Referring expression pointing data
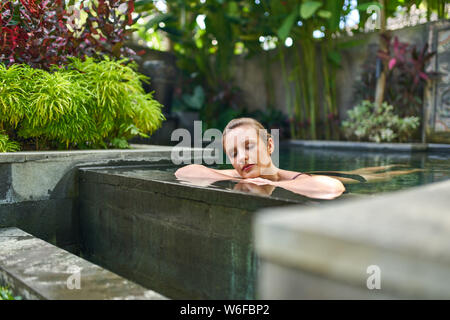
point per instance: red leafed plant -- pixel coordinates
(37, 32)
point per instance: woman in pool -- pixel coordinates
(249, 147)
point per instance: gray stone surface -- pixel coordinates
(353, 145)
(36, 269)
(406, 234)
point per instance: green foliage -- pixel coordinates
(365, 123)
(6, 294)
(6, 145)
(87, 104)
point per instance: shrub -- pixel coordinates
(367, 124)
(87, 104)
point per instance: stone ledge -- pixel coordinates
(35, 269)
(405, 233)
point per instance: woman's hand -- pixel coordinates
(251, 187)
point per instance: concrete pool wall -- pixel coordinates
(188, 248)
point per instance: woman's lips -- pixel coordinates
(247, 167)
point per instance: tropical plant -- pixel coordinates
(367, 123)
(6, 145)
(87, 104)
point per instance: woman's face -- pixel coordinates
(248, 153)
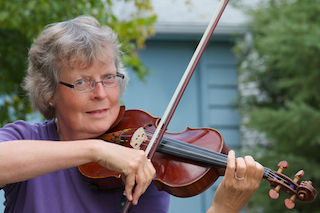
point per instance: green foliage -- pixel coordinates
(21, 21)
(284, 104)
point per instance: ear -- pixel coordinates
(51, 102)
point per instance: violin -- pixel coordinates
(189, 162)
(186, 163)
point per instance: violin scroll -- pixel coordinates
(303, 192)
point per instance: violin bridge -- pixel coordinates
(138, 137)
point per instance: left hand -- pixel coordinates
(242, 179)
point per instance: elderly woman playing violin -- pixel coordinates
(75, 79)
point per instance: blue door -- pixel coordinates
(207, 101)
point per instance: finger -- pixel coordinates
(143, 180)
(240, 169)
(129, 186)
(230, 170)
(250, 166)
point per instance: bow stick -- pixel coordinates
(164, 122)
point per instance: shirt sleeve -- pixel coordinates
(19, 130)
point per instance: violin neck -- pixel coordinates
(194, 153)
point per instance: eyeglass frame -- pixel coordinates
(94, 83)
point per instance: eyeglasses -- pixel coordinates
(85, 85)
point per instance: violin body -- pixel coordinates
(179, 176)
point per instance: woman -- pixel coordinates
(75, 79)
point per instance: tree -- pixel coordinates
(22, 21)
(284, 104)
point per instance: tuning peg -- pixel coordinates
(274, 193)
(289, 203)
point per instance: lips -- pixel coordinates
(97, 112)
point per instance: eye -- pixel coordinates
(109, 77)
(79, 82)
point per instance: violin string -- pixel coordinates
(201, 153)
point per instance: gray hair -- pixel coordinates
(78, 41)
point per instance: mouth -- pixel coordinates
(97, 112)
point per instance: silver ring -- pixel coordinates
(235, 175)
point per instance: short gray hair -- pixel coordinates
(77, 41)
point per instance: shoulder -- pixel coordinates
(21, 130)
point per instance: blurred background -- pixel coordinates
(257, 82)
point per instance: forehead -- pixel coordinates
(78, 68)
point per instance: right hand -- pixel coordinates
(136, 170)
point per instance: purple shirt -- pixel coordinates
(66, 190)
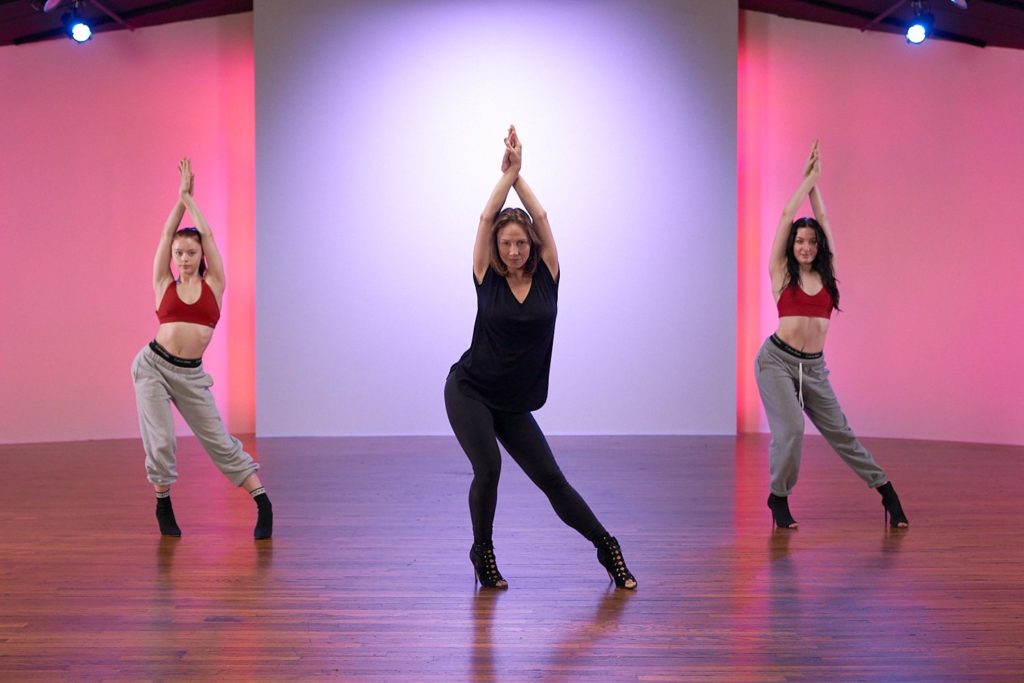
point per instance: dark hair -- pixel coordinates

--

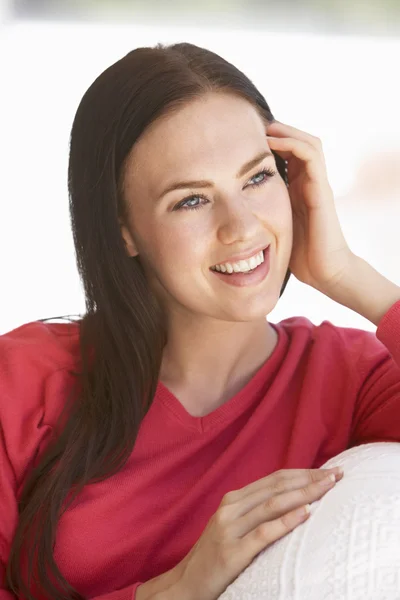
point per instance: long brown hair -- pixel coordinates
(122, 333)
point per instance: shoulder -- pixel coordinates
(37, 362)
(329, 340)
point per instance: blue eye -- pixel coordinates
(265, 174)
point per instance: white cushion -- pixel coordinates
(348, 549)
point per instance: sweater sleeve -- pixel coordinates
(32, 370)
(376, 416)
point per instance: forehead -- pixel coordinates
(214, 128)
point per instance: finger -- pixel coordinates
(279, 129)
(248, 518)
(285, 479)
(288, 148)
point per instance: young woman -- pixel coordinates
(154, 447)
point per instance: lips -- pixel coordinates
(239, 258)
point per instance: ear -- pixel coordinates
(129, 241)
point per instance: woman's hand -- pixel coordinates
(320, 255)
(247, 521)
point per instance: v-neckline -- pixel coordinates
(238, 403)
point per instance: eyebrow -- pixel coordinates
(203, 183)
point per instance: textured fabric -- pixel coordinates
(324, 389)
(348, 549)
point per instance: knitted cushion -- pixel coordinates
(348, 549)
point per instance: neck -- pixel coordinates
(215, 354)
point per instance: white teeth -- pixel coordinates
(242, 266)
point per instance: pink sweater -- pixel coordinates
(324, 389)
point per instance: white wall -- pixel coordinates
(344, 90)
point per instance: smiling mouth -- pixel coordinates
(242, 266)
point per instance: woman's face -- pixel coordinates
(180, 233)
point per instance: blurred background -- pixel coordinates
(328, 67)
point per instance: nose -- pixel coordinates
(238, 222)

:: Instructions to follow ::
Reproduce the lines above beginning at the line that contains "point per instance: short" and ending at the line that contains "point per instance: dark". No pictures.

:: Result of the exercise ::
point per instance: short gray hair -- pixel coordinates
(77, 41)
point per instance: shoulder -- pixel coordinates
(21, 130)
point per instance: blurred background -- pixel coordinates
(257, 82)
point per instance: forehead -- pixel coordinates
(78, 68)
point per instance: right hand -- pixel coordinates
(136, 170)
point per instance: purple shirt -- pixel coordinates
(66, 190)
point per instance: dark hair -- pixel coordinates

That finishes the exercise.